» Description of the task
Count the lines below that contain the word "hill", matching case exactly. Reply with the number alone.

» The input
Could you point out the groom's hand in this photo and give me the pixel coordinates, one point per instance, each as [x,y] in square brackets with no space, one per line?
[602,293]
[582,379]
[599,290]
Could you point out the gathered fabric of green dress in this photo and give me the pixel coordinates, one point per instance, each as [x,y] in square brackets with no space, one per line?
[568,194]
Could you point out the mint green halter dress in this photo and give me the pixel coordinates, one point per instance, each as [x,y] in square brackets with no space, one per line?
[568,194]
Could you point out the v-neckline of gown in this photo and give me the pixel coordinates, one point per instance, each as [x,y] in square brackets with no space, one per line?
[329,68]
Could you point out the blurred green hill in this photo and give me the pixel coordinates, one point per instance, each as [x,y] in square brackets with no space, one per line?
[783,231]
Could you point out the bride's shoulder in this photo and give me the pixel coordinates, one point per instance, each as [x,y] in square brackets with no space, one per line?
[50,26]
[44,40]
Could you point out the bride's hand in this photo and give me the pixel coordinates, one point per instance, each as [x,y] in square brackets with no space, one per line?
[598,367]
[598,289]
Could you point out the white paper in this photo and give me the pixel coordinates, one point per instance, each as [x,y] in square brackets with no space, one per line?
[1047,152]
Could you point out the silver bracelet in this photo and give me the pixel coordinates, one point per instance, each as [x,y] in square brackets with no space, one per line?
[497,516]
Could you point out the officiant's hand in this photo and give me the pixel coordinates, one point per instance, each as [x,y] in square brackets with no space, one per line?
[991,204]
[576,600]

...

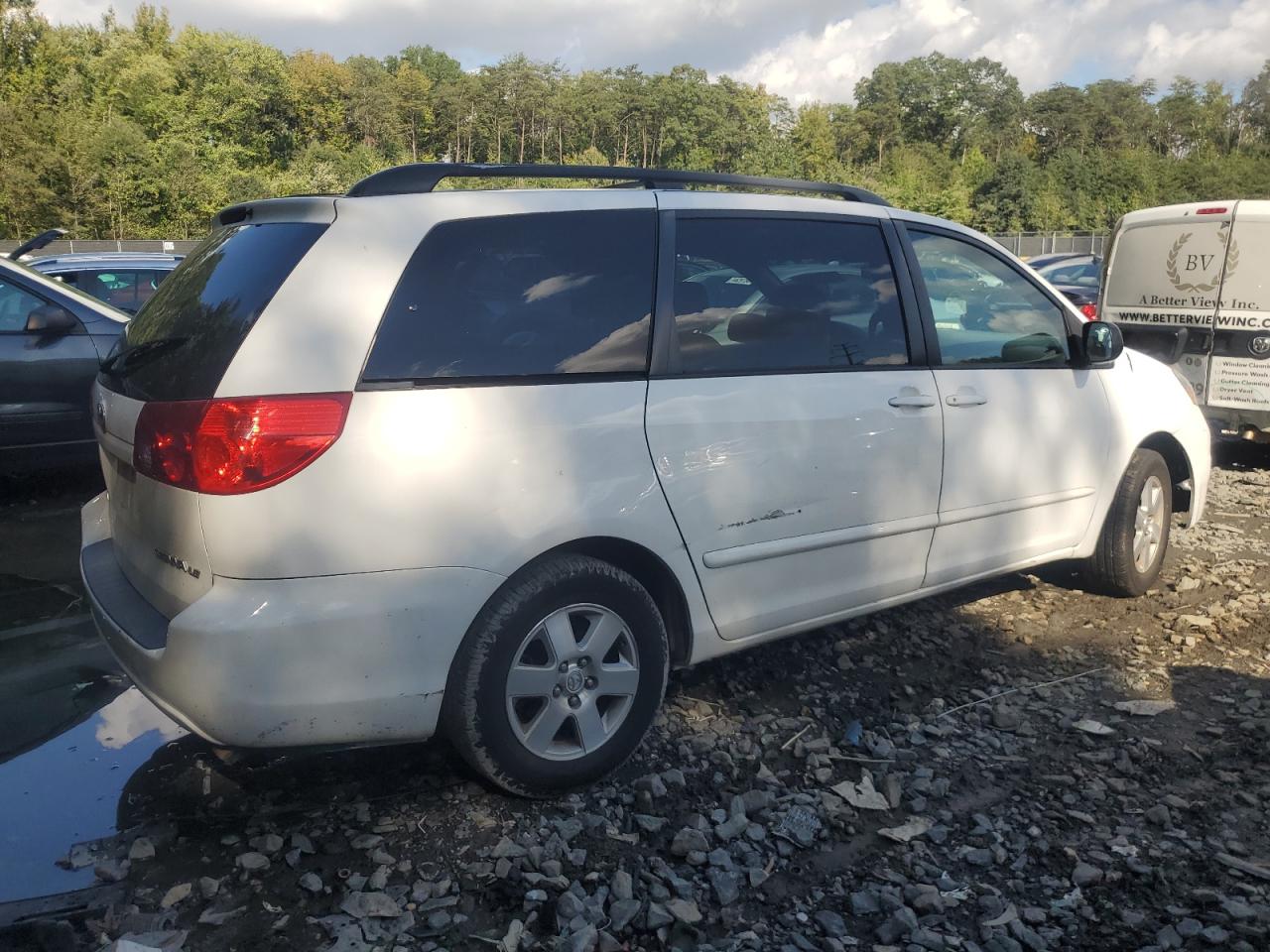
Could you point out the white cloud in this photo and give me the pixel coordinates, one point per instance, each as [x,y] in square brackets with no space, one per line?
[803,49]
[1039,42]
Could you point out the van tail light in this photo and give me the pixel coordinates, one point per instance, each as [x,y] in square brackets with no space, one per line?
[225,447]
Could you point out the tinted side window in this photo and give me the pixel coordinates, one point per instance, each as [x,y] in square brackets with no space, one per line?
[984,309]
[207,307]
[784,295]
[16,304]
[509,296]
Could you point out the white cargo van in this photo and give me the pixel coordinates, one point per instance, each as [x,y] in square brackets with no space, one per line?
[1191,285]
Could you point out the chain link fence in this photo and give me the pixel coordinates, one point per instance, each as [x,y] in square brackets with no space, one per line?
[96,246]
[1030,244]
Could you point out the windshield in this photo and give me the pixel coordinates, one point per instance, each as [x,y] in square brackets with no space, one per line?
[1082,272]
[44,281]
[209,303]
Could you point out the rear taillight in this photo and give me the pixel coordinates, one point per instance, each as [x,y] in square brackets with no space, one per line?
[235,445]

==

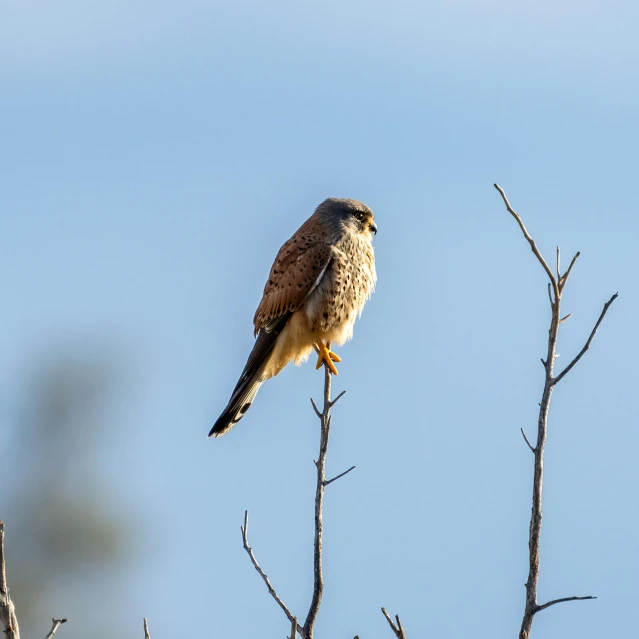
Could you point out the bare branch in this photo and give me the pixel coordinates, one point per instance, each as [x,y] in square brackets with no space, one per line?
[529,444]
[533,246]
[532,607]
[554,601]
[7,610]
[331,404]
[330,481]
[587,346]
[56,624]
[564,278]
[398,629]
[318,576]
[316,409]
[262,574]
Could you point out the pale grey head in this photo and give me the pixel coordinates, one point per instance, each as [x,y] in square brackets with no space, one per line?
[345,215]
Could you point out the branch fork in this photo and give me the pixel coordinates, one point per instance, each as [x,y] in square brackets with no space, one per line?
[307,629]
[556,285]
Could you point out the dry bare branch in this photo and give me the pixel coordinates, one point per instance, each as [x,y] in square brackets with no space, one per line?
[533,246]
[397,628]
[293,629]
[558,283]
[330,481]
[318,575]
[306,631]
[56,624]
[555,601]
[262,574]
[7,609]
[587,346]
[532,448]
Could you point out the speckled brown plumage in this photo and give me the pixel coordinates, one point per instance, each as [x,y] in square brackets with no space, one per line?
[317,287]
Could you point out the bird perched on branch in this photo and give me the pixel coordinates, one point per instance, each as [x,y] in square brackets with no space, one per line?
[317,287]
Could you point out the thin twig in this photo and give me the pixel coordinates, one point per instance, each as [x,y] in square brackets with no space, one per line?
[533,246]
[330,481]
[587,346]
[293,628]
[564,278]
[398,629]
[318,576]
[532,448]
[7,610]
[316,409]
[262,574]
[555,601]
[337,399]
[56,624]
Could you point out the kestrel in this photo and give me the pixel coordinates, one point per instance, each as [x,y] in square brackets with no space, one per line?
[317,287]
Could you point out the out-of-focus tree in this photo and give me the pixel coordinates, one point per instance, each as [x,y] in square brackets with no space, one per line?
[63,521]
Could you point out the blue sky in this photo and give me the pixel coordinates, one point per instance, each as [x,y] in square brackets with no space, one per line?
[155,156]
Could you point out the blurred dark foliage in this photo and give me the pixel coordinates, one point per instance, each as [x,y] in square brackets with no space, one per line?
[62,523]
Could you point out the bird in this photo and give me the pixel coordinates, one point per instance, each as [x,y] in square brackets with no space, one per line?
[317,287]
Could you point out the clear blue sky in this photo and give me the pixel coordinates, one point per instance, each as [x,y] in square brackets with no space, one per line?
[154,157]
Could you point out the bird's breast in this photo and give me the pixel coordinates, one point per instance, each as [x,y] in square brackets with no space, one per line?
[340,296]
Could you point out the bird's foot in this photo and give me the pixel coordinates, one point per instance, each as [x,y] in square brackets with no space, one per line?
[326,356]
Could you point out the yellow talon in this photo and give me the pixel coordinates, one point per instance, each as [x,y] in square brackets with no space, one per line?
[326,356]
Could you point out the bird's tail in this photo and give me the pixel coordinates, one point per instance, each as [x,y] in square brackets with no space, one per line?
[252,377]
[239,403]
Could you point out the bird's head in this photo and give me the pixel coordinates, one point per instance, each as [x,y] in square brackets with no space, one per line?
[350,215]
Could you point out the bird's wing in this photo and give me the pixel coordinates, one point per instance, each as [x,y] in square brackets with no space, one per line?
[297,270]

» Exercise answer
1